Pelo menos desde a década de oitenta, em colégios e universidades por todo o planeta têm sido dados cursos de pensamento crítico. Estes cursos são na sua maioria leccionados pelos departamentos de filosofia, e visam dar aos estudantes as competências gerais que são necessárias em todas as disciplinas académicas. Adivinha-se quais são as ambições dos cursos de pensamento crítico vendo como os principais manuais da área são apresentados pelos seus editores. Por exemplo, um desses manuais afirma que fornece aos estudantes “as competências mentais necessárias para analisar argumentos, raciocinar com clareza, identificar e resolver problemas, e tomar decisões sólidas”. Afirma-se que estas competências são “necessárias em todas as áreas académicas e em qualquer contexto — dentro e fora da sala de aula”.1
Os psicólogos cognitivos têm cada vez mais posto em dúvida a utilidade desses cursos gerais de pensamento crítico. Nota bene, ninguém parece pôr em questão a existência de capacidades de raciocínio importantes que são comuns aos vários ramos do ensino superior; em todos os tipos de estudos se precisa de competências como “ver os dois lados de uma questão, estar aberto a novas provas que infirmem as nossas ideias, raciocinar desapaixonadamente, exigir que as afirmações se apoiem em provas, deduzir e inferir conclusões dos factos disponíveis, resolver problemas, e assim por diante” (Willingham, 2008, p. 21). A questão crucial não é se estas são (em algum sentido) as “mesmas” capacidades quando são usadas em áreas diferentes. Ao invés, a questão é se podem ser aprendidas de uma maneira geral que permita aos estudantes aplicá-las a todos os tipos de assuntos.
□ □ □ □ □
## O que fazer
Reproduza na íntegra o excerto acima sobre os cursos de pensamento crítico, sem alterar uma única palavra ou sinal.
□ □ □ □ □
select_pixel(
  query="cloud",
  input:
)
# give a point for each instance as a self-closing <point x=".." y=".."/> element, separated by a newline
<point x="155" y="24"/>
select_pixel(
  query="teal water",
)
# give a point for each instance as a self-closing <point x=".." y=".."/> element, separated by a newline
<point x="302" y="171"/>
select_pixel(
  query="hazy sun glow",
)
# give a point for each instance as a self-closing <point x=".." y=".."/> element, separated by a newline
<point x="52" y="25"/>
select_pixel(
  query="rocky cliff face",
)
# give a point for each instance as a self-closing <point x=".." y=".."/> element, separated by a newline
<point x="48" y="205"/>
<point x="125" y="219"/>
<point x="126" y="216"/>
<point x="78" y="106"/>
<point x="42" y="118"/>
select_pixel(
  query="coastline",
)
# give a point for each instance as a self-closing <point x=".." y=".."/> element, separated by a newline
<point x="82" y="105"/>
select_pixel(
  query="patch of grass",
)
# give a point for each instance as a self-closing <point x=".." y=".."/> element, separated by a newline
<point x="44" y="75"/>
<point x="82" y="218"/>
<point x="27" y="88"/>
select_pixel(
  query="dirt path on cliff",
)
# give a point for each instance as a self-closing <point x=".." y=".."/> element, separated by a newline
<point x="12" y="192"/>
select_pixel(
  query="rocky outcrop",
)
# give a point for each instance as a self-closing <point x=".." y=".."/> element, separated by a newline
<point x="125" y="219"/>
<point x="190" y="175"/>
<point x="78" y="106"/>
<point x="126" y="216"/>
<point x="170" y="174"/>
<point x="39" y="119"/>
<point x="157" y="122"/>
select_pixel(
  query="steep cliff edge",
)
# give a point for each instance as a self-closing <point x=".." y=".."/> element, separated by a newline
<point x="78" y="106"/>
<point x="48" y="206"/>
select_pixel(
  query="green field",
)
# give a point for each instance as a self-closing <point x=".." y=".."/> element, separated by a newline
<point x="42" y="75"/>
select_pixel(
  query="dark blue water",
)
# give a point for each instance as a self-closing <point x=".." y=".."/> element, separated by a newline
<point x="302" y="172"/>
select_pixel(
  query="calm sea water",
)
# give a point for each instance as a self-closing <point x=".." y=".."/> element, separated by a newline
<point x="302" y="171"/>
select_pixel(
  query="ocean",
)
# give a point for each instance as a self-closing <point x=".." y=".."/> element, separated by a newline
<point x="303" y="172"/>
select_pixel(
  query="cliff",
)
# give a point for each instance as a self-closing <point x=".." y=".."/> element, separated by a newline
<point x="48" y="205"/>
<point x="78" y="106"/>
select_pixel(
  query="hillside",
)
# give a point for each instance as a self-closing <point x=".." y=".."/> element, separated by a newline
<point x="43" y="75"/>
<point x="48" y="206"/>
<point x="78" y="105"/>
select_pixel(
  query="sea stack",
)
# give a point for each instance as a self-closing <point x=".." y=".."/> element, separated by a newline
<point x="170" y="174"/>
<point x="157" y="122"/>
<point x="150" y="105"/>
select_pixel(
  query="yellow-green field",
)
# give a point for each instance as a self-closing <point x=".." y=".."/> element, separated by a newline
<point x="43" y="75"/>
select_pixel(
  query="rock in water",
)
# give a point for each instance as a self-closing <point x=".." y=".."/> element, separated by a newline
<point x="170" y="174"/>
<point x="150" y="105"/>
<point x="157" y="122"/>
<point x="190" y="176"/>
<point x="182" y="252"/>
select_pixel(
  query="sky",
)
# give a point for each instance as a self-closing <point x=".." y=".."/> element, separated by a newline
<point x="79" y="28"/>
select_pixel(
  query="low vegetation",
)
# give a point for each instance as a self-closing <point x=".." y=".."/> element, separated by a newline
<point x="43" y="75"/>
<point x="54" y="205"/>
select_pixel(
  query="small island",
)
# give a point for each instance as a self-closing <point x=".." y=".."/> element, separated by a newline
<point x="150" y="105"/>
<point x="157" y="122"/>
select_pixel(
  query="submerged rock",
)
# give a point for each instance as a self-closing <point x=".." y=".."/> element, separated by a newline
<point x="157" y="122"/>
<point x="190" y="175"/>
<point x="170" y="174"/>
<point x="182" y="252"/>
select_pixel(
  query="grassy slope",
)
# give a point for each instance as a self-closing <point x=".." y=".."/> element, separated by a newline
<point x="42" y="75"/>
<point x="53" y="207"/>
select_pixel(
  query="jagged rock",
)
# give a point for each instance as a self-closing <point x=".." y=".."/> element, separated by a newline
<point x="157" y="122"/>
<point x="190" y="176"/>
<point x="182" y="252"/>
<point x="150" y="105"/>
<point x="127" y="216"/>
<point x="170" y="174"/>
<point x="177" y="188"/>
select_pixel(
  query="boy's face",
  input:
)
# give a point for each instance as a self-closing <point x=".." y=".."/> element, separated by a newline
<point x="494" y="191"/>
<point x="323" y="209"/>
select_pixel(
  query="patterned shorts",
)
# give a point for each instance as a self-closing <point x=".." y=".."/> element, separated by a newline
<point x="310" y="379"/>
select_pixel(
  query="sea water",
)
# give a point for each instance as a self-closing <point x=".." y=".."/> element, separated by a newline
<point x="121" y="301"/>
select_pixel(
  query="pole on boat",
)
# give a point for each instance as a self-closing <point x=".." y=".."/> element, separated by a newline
□ □ □ □ □
## Resposta do exercício
Pelo menos desde a década de oitenta, em colégios e universidades por todo o planeta têm sido dados cursos de pensamento crítico. Estes cursos são na sua maioria leccionados pelos departamentos de filosofia, e visam dar aos estudantes as competências gerais que são necessárias em todas as disciplinas académicas. Adivinha-se quais são as ambições dos cursos de pensamento crítico vendo como os principais manuais da área são apresentados pelos seus editores. Por exemplo, um desses manuais afirma que fornece aos estudantes “as competências mentais necessárias para analisar argumentos, raciocinar com clareza, identificar e resolver problemas, e tomar decisões sólidas”. Afirma-se que estas competências são “necessárias em todas as áreas académicas e em qualquer contexto — dentro e fora da sala de aula”.1
Os psicólogos cognitivos têm cada vez mais posto em dúvida a utilidade desses cursos gerais de pensamento crítico. Nota bene, ninguém parece pôr em questão a existência de capacidades de raciocínio importantes que são comuns aos vários ramos do ensino superior; em todos os tipos de estudos se precisa de competências como “ver os dois lados de uma questão, estar aberto a novas provas que infirmem as nossas ideias, raciocinar desapaixonadamente, exigir que as afirmações se apoiem em provas, deduzir e inferir conclusões dos factos disponíveis, resolver problemas, e assim por diante” (Willingham, 2008, p. 21). A questão crucial não é se estas são (em algum sentido) as “mesmas” capacidades quando são usadas em áreas diferentes. Ao invés, a questão é se podem ser aprendidas de uma maneira geral que permita aos estudantes aplicá-las a todos os tipos de assuntos.